>>>

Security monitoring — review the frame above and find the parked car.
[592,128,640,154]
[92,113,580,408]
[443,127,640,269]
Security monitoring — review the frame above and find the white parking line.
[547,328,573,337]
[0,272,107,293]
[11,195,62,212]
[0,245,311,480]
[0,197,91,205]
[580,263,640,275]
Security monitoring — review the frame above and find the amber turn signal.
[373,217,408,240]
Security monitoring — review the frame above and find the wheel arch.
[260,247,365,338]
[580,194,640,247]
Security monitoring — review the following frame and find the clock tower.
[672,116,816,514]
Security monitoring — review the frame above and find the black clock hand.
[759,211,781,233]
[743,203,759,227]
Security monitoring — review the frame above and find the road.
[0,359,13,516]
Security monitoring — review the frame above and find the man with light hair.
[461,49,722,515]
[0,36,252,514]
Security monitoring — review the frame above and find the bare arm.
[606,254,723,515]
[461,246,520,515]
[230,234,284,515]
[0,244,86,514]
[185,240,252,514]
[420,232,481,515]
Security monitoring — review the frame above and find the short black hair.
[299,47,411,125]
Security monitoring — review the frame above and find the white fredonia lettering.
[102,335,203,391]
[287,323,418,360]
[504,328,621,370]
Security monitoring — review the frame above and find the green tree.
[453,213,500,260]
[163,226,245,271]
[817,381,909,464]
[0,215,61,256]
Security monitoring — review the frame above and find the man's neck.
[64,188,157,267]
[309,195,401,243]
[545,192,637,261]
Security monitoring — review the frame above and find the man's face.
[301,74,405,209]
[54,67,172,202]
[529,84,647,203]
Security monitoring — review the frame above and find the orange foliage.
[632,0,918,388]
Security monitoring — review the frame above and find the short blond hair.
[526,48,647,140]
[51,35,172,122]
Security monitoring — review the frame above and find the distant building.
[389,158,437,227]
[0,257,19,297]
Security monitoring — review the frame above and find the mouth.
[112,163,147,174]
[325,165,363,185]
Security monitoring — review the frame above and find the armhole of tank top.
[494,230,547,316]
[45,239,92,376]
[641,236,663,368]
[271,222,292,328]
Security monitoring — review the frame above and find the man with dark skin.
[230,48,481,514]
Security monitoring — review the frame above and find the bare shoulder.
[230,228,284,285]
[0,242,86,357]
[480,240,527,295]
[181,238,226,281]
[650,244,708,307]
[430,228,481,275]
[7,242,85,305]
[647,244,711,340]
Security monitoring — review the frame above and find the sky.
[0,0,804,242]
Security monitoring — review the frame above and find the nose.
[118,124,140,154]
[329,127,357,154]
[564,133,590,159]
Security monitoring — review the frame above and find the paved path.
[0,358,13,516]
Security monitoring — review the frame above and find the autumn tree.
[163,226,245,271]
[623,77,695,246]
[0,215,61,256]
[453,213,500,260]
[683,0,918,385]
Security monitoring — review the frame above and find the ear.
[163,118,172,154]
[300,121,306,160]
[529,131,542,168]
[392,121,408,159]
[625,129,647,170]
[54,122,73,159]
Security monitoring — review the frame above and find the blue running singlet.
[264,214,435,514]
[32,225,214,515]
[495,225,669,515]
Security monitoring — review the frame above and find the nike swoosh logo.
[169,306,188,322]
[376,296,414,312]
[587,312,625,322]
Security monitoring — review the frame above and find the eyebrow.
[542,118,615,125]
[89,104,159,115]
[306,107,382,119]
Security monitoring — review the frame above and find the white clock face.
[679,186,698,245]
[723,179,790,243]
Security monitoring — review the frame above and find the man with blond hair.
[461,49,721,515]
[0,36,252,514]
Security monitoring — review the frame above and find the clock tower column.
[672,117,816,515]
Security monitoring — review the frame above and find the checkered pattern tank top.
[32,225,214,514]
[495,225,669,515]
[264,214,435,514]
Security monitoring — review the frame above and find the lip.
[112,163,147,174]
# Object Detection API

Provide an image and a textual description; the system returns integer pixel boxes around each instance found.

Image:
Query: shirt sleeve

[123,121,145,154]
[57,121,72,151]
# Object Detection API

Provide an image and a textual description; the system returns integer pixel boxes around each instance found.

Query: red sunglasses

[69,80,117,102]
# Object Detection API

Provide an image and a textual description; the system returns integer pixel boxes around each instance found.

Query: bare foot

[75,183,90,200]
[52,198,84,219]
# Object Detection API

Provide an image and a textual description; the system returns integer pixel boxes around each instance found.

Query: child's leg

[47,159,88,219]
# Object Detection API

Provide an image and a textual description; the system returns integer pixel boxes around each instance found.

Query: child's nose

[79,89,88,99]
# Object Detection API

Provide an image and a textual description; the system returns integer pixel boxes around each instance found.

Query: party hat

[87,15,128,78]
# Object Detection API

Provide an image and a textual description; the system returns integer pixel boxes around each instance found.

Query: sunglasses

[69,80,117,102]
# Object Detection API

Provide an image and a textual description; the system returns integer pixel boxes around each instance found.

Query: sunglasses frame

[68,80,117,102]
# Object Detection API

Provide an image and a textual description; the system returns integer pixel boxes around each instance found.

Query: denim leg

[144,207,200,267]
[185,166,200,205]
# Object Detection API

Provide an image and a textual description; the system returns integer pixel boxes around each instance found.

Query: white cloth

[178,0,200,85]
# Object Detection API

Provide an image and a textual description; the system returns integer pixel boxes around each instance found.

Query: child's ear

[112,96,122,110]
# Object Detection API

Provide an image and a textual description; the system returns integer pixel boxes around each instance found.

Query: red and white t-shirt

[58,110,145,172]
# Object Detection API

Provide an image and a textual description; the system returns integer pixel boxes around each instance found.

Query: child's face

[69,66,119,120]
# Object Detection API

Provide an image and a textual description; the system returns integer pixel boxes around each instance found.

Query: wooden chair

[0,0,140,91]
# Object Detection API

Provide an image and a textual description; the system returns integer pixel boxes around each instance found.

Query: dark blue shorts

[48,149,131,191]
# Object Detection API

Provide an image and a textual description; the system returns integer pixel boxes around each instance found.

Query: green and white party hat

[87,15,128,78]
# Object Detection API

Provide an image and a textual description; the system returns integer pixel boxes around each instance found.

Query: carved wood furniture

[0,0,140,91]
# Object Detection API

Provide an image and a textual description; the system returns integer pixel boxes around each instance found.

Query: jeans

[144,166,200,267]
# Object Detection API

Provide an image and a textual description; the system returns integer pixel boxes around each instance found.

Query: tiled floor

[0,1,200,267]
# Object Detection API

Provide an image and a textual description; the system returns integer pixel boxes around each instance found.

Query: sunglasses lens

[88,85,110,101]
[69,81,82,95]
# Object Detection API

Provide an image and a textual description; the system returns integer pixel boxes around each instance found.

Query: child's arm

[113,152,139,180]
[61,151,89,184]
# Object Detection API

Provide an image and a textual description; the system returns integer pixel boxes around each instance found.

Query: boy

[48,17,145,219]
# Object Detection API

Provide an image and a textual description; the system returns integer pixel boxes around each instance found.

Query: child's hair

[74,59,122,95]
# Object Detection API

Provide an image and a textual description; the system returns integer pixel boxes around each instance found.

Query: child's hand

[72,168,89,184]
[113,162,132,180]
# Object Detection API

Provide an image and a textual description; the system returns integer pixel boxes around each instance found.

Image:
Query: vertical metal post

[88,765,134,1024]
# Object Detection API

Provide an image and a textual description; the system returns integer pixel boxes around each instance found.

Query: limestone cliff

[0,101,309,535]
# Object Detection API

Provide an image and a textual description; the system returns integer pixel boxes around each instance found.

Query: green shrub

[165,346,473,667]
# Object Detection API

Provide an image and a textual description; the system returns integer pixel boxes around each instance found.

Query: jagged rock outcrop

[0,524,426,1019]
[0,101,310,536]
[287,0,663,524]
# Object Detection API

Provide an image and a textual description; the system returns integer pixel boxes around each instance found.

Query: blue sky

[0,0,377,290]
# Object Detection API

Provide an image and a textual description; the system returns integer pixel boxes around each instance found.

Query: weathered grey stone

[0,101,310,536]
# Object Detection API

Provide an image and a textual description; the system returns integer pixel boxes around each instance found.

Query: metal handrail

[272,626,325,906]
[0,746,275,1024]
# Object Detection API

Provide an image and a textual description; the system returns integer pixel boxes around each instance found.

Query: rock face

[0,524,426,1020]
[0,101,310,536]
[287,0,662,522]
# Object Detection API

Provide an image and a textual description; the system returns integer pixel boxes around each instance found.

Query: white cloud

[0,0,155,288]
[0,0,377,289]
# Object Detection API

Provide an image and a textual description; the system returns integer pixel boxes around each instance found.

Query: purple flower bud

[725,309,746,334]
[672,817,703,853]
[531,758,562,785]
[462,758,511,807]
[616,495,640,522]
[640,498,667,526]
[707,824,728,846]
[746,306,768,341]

<<<

** What is asked **
Reproduce verbatim the rows from the first line through the line containing "[420,232,481,515]", including both of those lines.

** Exercise output **
Security monitoring — review the frame above and find the parked car.
[592,128,640,154]
[92,113,580,408]
[443,127,640,269]
Security monitoring — review the frame above and find the white parking line.
[547,328,573,337]
[0,272,107,293]
[11,195,62,212]
[0,245,311,480]
[0,197,91,205]
[580,263,640,275]
Security monitoring — review the frame above and find the amber turn signal.
[373,217,408,240]
Security monitoring — review the frame above and find the wheel arch.
[260,247,365,338]
[580,194,640,247]
Security monitoring — review the following frame and find the clock tower.
[672,116,816,514]
Security monitoring — review the frame above and find the black clock hand.
[759,211,781,233]
[743,203,759,227]
Security monitoring — review the frame above and find the road.
[0,359,13,516]
Security monitoring — review the frame above and find the man with light hair.
[461,49,722,515]
[0,36,252,514]
Security monitoring — review the frame above and find the bare arm.
[606,254,723,515]
[461,246,520,515]
[230,234,284,515]
[0,244,86,514]
[185,240,252,514]
[420,232,481,515]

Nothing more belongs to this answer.